• **Work instructions**
Rewrite the listing below as a JSON array of strings with one string per line, dropping the blank lines.
** begin Source data **
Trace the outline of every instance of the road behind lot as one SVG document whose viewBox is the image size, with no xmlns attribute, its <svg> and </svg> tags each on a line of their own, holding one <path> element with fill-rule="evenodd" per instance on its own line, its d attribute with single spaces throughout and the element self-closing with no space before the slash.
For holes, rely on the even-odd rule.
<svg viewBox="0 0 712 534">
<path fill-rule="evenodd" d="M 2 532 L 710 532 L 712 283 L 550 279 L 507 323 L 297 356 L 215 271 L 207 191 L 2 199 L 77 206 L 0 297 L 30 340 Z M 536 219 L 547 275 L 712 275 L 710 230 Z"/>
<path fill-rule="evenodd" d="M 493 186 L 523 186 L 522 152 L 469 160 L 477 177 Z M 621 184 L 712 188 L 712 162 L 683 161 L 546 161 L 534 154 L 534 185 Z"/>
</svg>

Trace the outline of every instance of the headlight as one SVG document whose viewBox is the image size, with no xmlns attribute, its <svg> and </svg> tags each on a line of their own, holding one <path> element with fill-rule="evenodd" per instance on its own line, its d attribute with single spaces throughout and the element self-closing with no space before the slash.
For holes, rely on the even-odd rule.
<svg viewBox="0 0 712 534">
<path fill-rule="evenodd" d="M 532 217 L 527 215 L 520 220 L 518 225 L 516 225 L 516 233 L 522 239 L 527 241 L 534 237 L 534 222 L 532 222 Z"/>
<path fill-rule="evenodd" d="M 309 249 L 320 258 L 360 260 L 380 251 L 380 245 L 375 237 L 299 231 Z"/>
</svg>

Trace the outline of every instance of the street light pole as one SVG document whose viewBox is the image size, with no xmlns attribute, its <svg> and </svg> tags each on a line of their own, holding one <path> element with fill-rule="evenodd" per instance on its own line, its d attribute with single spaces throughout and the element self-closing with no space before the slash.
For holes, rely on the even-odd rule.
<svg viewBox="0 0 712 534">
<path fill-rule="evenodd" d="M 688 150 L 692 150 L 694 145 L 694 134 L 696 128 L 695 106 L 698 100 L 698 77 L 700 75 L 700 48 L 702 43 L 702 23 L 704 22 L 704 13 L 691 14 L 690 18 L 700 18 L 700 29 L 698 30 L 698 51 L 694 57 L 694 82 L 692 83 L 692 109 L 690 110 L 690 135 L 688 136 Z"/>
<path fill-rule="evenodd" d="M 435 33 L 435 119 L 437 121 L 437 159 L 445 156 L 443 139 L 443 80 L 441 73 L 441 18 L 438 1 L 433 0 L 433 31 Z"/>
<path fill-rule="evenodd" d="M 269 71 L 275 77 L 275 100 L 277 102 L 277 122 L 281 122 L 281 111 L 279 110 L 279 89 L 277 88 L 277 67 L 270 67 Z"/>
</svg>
** end Source data **
• **Solution to this exercise**
[
  "Trace the outline of every instance of the road behind lot as one SVG document whose viewBox is the image size, with no xmlns attribute, its <svg> and </svg> tags each on a line of their own, holding one <path> element with fill-rule=\"evenodd\" per instance on its own line, its d attribute with single spaces throughout and the element self-closing with no space before the slash.",
  "For holes, rely on the even-odd rule.",
  "<svg viewBox=\"0 0 712 534\">",
  "<path fill-rule=\"evenodd\" d=\"M 2 532 L 710 532 L 712 283 L 550 279 L 507 323 L 297 356 L 215 271 L 207 191 L 2 199 L 77 206 L 0 297 L 30 340 Z M 536 219 L 547 275 L 712 275 L 710 230 Z\"/>",
  "<path fill-rule=\"evenodd\" d=\"M 493 186 L 523 186 L 522 152 L 469 160 L 477 177 Z M 621 184 L 712 188 L 712 162 L 683 161 L 546 161 L 534 154 L 534 185 Z\"/>",
  "</svg>",
  "Trace the outline of every instance of the headlight as one SVG document whose viewBox is the image size, with no xmlns attribute, its <svg> and </svg> tags each on a line of their own, holding one <path> element with fill-rule=\"evenodd\" per instance on its own line, its d attribute with single spaces throughout and the element self-closing with no space before the slash.",
  "For holes, rely on the even-odd rule.",
  "<svg viewBox=\"0 0 712 534\">",
  "<path fill-rule=\"evenodd\" d=\"M 532 217 L 527 215 L 520 220 L 518 225 L 516 225 L 516 233 L 522 239 L 527 241 L 534 237 L 534 222 L 532 222 Z\"/>",
  "<path fill-rule=\"evenodd\" d=\"M 309 249 L 320 258 L 360 260 L 380 251 L 380 245 L 375 237 L 299 231 Z\"/>",
  "</svg>",
  "Trace the outline of every instance of the street light pole as one SVG document whose viewBox is the image size, with no xmlns attribute, its <svg> and </svg> tags each on a line of their own, holding one <path> element with fill-rule=\"evenodd\" per instance on its own line, its d attribute with single spaces throughout and the element self-closing with no space before the slash.",
  "For holes, rely on the even-odd rule.",
  "<svg viewBox=\"0 0 712 534\">",
  "<path fill-rule=\"evenodd\" d=\"M 688 150 L 692 150 L 694 145 L 694 134 L 696 128 L 695 106 L 698 100 L 698 77 L 700 75 L 700 48 L 702 43 L 702 23 L 704 22 L 704 13 L 691 14 L 690 18 L 700 18 L 700 29 L 698 30 L 698 51 L 694 57 L 694 82 L 692 83 L 692 109 L 690 110 L 690 135 L 688 136 Z\"/>",
  "<path fill-rule=\"evenodd\" d=\"M 435 33 L 435 119 L 437 121 L 437 159 L 445 156 L 443 139 L 443 80 L 441 73 L 441 18 L 438 1 L 433 0 L 433 31 Z\"/>",
  "<path fill-rule=\"evenodd\" d=\"M 269 71 L 275 77 L 275 100 L 277 102 L 277 122 L 281 122 L 281 111 L 279 110 L 279 89 L 277 88 L 277 67 L 270 67 Z\"/>",
  "</svg>"
]